#### [AANGELEVERDE TEKST]
•••••

Israël - Arabische arbeiders eisen werk in landbouw
Nieuwe campagne Workers Advice Center
Assaf Adiv *)
Terwijl de werkloosheid in Israël langzaam daalt (van 10,9 in januari 2004 naar 9,9 procent in januari 2005), profiteren laagopgeleide en vooral Arabische arbeiders - voor wie een groot deel van de Israëlische economie niet toegankelijk is - hier niet van.
In de moderne landbouwsector zou voor duizenden Arabische arbeiders, ongeveer 17 procent vrouwen, werk zijn. Maar de Israëlische regering maakt dit onmogelijk, doordat ze de machtige landbouwlobby toestaat een toenemend aantal migrantarbeiders naar Israël te halen. Migranten die volkomen rechteloos zijn.

•••••

#### [OPDRACHT A]
Geef uit de tekst over Arabische arbeiders in de Israëlische landbouw letterlijk het gedeelte weer van "Terwijl de werkloosheid" tot en met "volkomen rechteloos zijn.".
#### [OPDRACHT B]
Vervolg de tekst over Arabische arbeiders in de Israëlische landbouw na de laatste zin.
De rijen die volgen staan los van de tekst over Arabische arbeiders.

•••••

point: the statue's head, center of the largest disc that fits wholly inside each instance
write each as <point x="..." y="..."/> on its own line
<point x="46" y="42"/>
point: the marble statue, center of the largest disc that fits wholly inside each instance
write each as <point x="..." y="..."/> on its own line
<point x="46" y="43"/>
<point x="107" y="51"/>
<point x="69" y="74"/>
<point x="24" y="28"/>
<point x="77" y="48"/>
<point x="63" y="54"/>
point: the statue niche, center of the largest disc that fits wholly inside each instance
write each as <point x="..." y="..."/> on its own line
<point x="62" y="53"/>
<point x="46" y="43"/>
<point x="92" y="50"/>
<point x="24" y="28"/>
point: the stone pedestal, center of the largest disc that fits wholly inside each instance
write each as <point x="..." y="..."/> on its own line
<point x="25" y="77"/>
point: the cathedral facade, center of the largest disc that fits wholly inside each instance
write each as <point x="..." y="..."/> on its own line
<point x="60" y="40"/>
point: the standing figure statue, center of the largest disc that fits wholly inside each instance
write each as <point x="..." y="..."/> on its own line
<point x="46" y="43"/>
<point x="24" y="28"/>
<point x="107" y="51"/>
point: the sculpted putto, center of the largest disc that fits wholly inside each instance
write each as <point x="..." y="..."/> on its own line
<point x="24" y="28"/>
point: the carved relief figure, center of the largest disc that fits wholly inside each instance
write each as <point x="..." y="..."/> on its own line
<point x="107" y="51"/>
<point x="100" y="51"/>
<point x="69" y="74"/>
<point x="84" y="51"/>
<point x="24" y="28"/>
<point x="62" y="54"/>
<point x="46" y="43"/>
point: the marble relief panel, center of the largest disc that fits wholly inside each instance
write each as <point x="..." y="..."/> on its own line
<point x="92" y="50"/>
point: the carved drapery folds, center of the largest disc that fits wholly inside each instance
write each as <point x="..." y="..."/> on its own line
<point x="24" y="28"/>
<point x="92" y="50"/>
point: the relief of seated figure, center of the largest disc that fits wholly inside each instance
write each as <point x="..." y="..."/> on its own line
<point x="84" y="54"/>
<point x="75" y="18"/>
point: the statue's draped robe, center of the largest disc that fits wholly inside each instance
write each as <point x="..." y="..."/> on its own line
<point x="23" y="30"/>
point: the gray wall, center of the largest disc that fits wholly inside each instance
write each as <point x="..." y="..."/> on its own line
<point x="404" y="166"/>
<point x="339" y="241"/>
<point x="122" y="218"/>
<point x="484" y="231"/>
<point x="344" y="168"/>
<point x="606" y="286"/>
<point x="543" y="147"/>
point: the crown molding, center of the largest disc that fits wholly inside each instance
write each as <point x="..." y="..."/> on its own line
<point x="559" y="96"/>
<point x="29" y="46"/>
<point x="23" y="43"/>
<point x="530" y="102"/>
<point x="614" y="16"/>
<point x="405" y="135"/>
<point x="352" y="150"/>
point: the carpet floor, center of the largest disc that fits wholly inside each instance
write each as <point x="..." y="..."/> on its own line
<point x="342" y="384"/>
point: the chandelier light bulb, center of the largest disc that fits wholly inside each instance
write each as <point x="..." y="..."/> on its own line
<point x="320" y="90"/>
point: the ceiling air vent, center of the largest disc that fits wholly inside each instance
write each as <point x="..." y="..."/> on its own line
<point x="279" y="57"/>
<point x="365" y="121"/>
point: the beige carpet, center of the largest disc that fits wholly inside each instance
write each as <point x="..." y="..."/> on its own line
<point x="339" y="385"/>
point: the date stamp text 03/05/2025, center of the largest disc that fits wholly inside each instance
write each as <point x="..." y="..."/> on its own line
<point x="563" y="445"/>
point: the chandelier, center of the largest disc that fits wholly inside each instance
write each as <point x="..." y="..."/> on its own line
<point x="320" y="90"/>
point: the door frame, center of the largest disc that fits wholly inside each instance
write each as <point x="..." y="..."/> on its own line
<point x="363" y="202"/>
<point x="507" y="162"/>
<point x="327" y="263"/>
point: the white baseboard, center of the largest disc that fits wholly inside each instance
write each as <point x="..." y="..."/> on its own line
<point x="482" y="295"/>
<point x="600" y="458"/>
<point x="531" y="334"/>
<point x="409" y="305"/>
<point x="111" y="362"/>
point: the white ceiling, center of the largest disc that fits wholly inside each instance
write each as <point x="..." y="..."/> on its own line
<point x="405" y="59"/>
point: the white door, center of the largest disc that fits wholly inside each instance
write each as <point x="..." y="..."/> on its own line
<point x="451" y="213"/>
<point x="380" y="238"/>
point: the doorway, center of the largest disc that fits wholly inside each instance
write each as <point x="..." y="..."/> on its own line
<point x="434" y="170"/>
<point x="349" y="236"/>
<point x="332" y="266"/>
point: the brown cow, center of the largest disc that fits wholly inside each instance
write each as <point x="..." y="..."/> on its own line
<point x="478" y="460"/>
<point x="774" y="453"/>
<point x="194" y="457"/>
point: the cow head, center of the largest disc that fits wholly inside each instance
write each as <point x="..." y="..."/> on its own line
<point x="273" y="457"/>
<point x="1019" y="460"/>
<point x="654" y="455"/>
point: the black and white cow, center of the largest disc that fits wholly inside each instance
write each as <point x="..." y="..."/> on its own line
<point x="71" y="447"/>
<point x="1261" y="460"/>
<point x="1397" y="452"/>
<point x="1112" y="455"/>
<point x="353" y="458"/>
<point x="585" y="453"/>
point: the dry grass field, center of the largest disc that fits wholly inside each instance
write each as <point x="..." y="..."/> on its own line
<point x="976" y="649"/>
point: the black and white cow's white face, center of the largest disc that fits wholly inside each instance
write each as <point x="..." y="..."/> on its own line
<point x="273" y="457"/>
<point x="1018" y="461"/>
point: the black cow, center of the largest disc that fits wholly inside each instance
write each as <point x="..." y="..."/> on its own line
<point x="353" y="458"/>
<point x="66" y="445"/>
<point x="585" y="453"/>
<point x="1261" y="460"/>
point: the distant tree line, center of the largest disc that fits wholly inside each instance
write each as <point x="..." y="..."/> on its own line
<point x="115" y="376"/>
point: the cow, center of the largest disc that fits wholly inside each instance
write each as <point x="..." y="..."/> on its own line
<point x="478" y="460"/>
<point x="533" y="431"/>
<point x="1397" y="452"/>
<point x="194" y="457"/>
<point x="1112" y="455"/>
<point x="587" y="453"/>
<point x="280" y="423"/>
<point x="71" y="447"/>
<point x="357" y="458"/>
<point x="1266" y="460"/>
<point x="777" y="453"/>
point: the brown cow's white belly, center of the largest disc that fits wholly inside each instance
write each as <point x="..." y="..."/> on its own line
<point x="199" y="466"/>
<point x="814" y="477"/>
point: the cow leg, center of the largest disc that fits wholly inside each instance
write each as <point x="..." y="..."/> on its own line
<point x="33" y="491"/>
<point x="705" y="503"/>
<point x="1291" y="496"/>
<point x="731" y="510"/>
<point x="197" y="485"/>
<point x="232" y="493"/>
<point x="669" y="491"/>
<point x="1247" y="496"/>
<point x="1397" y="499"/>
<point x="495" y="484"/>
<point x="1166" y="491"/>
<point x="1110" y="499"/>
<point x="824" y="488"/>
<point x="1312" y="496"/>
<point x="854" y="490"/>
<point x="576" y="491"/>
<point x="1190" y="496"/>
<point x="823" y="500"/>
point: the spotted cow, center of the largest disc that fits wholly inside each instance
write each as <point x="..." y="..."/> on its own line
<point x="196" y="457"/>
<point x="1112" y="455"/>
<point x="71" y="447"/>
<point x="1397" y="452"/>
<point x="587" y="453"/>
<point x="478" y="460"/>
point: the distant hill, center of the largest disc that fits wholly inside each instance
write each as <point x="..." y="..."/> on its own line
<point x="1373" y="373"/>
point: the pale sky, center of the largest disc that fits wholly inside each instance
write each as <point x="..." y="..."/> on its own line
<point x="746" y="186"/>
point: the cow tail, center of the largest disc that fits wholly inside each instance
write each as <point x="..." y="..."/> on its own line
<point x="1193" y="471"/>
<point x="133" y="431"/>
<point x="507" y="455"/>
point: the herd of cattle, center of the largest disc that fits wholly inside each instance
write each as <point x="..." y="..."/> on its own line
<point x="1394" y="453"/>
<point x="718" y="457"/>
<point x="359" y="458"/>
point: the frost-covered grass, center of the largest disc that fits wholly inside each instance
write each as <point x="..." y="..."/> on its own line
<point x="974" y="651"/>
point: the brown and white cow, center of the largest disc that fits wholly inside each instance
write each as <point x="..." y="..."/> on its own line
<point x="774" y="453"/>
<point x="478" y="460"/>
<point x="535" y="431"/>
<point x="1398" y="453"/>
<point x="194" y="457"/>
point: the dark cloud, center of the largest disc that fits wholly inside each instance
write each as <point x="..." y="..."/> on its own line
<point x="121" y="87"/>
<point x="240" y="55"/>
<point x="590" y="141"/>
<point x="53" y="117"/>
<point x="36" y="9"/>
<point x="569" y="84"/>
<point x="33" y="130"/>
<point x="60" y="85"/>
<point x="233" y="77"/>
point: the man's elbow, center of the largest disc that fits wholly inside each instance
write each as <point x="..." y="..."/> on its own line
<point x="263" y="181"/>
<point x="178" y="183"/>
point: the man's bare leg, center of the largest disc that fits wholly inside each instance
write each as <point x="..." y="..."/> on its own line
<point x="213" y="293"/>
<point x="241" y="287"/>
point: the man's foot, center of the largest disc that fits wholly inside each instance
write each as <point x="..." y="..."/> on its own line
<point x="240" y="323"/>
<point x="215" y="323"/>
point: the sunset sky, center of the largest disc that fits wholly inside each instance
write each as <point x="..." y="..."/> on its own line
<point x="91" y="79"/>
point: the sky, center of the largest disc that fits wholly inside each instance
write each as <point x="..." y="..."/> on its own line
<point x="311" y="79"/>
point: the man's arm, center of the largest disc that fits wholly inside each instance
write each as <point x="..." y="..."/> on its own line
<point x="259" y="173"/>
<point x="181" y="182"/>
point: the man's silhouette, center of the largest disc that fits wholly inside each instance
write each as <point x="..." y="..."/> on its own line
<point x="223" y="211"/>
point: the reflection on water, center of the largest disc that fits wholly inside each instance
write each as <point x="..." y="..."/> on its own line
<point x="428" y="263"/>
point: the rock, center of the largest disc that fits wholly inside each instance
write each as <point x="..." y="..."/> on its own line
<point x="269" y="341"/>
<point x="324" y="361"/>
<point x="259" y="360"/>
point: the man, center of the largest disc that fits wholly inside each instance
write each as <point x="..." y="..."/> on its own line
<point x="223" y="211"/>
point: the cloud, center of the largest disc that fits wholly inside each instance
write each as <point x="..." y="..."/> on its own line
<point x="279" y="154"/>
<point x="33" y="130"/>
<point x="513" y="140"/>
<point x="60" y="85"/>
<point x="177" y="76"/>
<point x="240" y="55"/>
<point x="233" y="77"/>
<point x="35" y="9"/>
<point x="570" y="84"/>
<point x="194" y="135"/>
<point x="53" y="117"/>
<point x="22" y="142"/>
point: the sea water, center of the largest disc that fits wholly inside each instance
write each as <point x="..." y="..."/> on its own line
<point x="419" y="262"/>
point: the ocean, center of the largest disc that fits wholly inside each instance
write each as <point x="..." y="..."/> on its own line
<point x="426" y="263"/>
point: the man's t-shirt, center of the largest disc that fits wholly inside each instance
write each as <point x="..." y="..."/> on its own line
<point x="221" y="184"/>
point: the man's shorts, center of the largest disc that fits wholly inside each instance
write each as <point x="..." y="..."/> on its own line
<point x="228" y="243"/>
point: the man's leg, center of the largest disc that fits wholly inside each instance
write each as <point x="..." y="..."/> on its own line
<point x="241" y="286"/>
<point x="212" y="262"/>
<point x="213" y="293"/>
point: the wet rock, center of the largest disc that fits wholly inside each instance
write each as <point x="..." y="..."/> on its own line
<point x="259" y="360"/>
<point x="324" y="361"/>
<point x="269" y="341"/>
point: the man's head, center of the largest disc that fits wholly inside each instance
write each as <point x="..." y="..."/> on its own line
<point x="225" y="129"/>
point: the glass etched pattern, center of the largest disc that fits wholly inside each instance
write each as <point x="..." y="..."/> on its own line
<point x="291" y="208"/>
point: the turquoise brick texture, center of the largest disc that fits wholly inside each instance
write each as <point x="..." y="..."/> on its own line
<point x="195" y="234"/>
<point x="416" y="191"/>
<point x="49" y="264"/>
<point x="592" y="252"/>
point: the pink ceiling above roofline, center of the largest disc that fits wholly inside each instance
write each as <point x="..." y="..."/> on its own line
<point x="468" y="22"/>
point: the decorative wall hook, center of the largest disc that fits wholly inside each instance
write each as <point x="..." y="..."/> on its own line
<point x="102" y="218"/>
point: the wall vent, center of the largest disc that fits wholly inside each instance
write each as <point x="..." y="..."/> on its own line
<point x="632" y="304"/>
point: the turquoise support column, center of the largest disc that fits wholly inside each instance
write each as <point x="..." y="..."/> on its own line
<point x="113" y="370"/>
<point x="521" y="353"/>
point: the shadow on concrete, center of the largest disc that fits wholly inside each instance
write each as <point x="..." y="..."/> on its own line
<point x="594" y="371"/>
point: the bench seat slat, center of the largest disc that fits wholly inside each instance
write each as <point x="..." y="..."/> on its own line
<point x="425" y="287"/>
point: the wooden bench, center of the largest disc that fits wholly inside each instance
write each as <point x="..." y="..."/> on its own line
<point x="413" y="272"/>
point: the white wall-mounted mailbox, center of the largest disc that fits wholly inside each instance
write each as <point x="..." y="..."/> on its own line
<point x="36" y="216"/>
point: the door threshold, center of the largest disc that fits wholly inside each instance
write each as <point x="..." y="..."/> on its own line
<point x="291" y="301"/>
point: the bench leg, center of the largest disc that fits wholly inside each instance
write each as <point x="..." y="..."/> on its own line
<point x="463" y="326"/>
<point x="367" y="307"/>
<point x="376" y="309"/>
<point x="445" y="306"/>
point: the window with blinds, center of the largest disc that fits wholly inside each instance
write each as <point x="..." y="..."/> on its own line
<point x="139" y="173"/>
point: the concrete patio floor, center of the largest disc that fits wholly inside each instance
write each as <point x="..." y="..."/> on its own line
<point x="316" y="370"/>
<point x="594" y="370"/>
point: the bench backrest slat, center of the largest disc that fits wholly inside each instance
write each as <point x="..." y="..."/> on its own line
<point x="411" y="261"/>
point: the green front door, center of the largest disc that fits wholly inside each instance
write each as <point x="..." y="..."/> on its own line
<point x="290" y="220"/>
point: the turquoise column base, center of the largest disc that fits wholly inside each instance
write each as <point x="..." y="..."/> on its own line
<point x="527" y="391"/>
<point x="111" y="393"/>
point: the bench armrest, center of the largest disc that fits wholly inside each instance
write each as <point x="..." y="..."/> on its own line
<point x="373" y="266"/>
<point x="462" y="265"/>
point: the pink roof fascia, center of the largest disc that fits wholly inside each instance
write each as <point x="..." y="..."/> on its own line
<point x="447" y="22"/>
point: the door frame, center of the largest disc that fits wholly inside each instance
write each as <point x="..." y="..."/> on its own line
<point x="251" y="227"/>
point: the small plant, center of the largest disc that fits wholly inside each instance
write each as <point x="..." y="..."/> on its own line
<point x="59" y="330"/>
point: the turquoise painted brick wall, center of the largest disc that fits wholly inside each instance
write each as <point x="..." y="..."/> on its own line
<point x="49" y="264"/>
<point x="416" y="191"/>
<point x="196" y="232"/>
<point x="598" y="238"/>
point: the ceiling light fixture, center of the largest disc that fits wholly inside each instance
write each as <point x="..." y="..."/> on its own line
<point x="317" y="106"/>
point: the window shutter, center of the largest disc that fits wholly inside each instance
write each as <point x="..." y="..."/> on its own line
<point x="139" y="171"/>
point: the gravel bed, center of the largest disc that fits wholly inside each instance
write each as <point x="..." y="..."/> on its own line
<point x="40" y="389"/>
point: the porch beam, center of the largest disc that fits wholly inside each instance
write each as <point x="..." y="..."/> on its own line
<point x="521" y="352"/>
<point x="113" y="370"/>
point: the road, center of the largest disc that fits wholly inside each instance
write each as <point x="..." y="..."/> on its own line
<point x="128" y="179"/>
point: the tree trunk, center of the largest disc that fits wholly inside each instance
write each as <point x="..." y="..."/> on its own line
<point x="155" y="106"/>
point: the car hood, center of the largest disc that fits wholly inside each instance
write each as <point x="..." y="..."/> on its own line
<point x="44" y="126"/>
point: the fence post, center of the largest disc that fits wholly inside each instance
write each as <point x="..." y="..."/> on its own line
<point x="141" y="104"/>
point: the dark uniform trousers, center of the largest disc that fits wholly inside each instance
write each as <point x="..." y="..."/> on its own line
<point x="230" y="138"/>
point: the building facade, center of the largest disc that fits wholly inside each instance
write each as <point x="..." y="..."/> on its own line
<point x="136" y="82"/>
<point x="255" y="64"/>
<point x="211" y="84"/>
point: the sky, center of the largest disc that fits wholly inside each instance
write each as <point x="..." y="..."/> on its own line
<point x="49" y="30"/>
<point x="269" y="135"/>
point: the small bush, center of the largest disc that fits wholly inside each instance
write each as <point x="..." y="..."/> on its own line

•••••

#### [ANTWOORD A]
Terwijl de werkloosheid in Israël langzaam daalt (van 10,9 in januari 2004 naar 9,9 procent in januari 2005), profiteren laagopgeleide en vooral Arabische arbeiders - voor wie een groot deel van de Israëlische economie niet toegankelijk is - hier niet van.
In de moderne landbouwsector zou voor duizenden Arabische arbeiders, ongeveer 17 procent vrouwen, werk zijn. Maar de Israëlische regering maakt dit onmogelijk, doordat ze de machtige landbouwlobby toestaat een toenemend aantal migrantarbeiders naar Israël te halen. Migranten die volkomen rechteloos zijn.

#### [ANTWOORD B]
In een rapportage, aangeboden aan de "Knesset Committee on Foreign Workers", van 28 december 2004, zegt de directeur-generaal van het ministerie van Commercie, Industrie en Werkgelegenheid, Raanan Dinur: "Ik ga niet ter discussie stellen of een Israëliër wel of niet het werk in een kas kan doen. Het is een feit dat we geen Israëliërs in de kassen tegenkomen en daarom is het uitgesloten dat de quota voor buitenlandse arbeiders in de landbouw gereduceerd zullen worden."
Het Workers Advice Center (WAC), een onafhankelijke vakorganisatie die de afgelopen drie jaar de strijd van Arabische bouwvakarbeiders leidde, is een campagne begonnen om werkgelegenheid in de landbouw open te stellen voor Arabische arbeiders.
Ontslag
Sinds 2002 organiseert het WAC de terugkeer van Arabische arbeiders naar de bouw. In februari 2005 werd het werkterrein verbreed naar de landbouw. De interesse van het WAC voor deze sector is gestimuleerd door het feit dat in de landbouw traditioneel veel Arabische vrouwen werken.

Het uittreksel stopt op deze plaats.